WHAT TO DO —
Below is a block of entries; repeat all of it exactly but omit the pictures.
[[ DATA, beginning ]]
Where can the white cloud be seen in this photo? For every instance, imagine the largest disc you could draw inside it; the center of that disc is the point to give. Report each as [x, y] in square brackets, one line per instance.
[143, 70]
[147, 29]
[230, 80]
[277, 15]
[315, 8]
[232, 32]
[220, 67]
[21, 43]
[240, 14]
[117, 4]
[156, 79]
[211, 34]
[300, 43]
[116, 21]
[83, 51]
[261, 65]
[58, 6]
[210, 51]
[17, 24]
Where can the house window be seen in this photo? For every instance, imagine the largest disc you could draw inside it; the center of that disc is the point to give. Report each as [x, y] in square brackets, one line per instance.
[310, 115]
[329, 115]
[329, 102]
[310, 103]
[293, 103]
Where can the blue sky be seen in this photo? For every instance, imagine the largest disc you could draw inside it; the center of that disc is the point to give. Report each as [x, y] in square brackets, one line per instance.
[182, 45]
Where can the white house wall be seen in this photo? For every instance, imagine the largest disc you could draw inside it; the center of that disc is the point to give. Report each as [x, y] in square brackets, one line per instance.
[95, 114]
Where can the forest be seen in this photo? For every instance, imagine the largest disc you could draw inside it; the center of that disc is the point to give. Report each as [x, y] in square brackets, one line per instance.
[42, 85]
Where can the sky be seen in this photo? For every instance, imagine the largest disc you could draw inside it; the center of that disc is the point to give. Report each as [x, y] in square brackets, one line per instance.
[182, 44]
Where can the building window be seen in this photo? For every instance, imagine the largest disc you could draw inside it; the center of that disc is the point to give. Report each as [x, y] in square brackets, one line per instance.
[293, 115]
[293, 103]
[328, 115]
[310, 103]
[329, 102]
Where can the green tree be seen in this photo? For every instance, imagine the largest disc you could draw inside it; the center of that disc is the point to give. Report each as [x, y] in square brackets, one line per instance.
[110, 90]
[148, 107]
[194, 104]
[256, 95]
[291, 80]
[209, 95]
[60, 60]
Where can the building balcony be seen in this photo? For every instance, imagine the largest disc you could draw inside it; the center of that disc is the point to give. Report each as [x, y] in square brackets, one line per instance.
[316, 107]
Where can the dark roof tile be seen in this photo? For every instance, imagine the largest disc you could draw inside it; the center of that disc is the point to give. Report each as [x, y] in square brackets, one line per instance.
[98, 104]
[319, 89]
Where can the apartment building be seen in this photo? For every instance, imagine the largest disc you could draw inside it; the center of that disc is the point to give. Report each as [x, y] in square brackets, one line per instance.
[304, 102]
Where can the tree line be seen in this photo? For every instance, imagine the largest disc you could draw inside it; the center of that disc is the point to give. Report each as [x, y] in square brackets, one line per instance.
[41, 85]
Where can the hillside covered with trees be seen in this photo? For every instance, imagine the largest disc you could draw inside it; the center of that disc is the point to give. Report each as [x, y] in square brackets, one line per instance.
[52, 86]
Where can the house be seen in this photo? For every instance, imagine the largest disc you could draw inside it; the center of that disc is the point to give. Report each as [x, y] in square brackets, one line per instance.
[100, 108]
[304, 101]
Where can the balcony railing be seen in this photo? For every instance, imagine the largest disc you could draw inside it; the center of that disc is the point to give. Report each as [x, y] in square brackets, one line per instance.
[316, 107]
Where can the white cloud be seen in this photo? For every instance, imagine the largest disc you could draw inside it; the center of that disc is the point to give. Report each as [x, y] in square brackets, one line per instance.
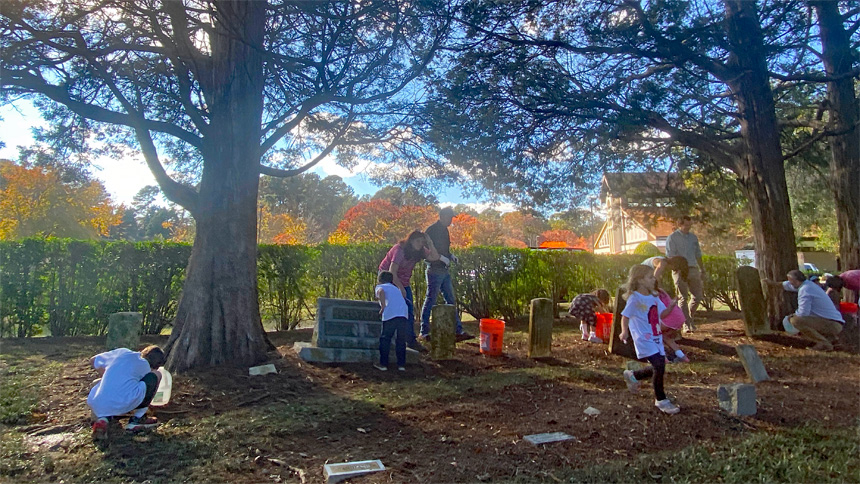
[479, 207]
[125, 177]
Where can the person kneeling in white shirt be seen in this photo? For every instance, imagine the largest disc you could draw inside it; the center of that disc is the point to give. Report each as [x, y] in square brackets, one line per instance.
[816, 318]
[128, 383]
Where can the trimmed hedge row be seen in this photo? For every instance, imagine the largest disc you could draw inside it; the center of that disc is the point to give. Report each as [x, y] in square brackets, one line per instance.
[69, 287]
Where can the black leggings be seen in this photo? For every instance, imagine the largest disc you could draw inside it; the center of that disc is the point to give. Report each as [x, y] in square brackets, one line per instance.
[657, 370]
[151, 381]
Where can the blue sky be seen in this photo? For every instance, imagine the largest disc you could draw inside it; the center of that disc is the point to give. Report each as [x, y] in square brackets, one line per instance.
[124, 178]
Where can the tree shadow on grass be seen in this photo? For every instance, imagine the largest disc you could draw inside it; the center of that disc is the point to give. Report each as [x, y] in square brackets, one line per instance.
[152, 456]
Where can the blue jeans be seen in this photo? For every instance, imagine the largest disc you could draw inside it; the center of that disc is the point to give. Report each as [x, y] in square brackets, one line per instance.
[410, 307]
[438, 281]
[389, 328]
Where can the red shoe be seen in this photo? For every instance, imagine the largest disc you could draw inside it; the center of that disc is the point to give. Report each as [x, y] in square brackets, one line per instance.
[100, 429]
[141, 423]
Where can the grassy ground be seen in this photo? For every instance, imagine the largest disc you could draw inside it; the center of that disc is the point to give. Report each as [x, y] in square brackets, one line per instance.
[457, 421]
[[ DATA, end ]]
ANSWER FOR THIS EXERCISE —
Where can the white cloud be seen in this photo? For every instance, imagine the largest disc you could draw inside it; the center of that disc is the point to give. Report each as [x, y] in square brackets, one line per instance.
[143, 70]
[147, 29]
[230, 80]
[277, 15]
[315, 8]
[232, 32]
[220, 67]
[21, 43]
[240, 14]
[117, 4]
[156, 79]
[211, 34]
[300, 43]
[116, 21]
[83, 51]
[261, 65]
[58, 6]
[210, 51]
[17, 24]
Where can the house window be seen in this photo? For every instance, imagine the largest disc you could draw inside it; the center of that disc is the point to give. Report each as [x, y] in square brackets, one line per instance.
[310, 115]
[329, 115]
[329, 102]
[310, 103]
[293, 103]
Where can the blue sky be seen in this photo? For every instance, imagine the largest disc you could draw inside it; the center of that disc is the point to give. Report each as [x, y] in square brackets, one line per instance.
[182, 45]
Where can the white house wall be seen in this photo? For every instance, imagine the largest disc you could draw inside it; the center of that disc is the point to give. Report each as [x, y] in square brackets, one line per instance.
[95, 114]
Where can the forest be seen in this photo? For every instance, imagine the largest disc you could draw inside it; the center of that disc is the point to give. Report each as [x, y] in square brackets, one line per instance.
[42, 85]
Where can the sky be seen in this photo? For every instance, imagine the largest disc you could draw inside it; the center of that disc is the point to give. Report each as [x, y] in square brackets, one line per instance.
[182, 44]
Where can the building window be seen in this photo? For every instance, imagine the largest disc you could draw inside it; the center of that disc is the point to give. Report each as [x, y] in square brackets, one line per instance.
[293, 115]
[293, 103]
[328, 115]
[310, 103]
[329, 102]
Where can the green tree be seen in this photo? For every instance, imagine the largest disc you could draw inside it; the center of that disc is the point to give. Report each as [x, y] in square brackets, one line per instance.
[110, 90]
[148, 107]
[194, 104]
[256, 95]
[291, 80]
[209, 95]
[60, 60]
Where can the building balcony be seen in this photo? For every instance, imagine the largest disc you could draw inside it; the center of that disc is the point to give. Report each as [x, y] in square brackets, one line per instance.
[316, 107]
Where can the dark roof tile be seen in this photo? For every instance, imagine the largest disc you could draw inside it; the center of that disc is the point to give. Report each as [x, y] in square brackets, one line per instance.
[98, 104]
[319, 89]
Where can the apartment building be seen in this photo? For every instance, imagine the largest disc you could draw inside it; the center of that disc is the point to give. Report each as [x, y] in square brackets, one line per instance.
[304, 102]
Where can the tree line be seen in this photo? For every instance, imagine the largest disc you could draw inside it; the center of that disc is the point to give. Report each as [x, y] in square brackets, one line per instance.
[41, 85]
Where can the hillside covered with trees be seen in this photo? For every instance, imagine the largest disc you could draw inside it; the center of that disc is the point to give. Report each as [x, y] in square brackets, one line per instance.
[52, 86]
Where can the house be seen in this photo? For every instance, imagine the largest disc you could draw inside it; the center of that disc is the point to give. Report each as [x, y] in square brackets, one line per instance.
[100, 108]
[304, 101]
Where can the balcony railing be seen in this photo? For every instance, imagine the largest disc you could draw inside it; the center of that disc is the point to give. Report each as [x, y] in square brackets, one line per instance.
[316, 107]
Where can the white cloud be seen in this photo? For every instance, imagine the largest disc you could draw inside it; the center of that disc is the point to give. Report each as [x, y] in square brackets, one line per instance.
[479, 207]
[125, 177]
Where can the person kneeling in white shirt be seen in this photo? For every instance, imagine the largest disc you could draw inside it; the center of that disc is the point to give. Report each as [x, y] in square brackets, one line per instance.
[816, 318]
[128, 383]
Where can the trimmed hedge row be seen in this photo? For every instance, imagine the largest disc you could draw inside it; the center of that disc is the point to give. Report each as [x, y] in square brackets, one line per instance.
[69, 287]
Where can the black leggings be seen in this photo? For every instance, imagine the largest disc you could draw inside it; the center of that disc is the point to give. Report each as [x, y] in square brackets, one line per instance.
[657, 370]
[151, 381]
Where can the blue sky be seen in this photo? For every instance, imagine the largest disc you could draw inside it; the center of that disc is the point to give. Report each as [x, y] in square brackets, one line per instance.
[124, 178]
Where can the tree shadow on grass be seen in this photo? For every instance, imagine the largest disc you could draw inside it; the center of that disc is the point to give. Report each as [x, y] in square brackets, one line per instance.
[152, 456]
Where can the blue jeans be seen in this photo? For every instance, imagine the largest disc you could draw inside it; the center of that disc is the point to give. Report each as [x, y] in square brackets, one line per instance.
[410, 307]
[438, 281]
[389, 328]
Where can the red shoe be seen in this photo? For every instance, imagine the largest disc you could draw inside it; the center of that disc is the point to give. Report each as [x, y] in square brackets, one line per instance.
[100, 429]
[141, 423]
Where can the grassy ground be seen in this photo? For every instance, imagine the largest disc you could draw inside it; the center of that disc is the point to give. Report each as [x, y] in square brackets, one line per instance.
[457, 421]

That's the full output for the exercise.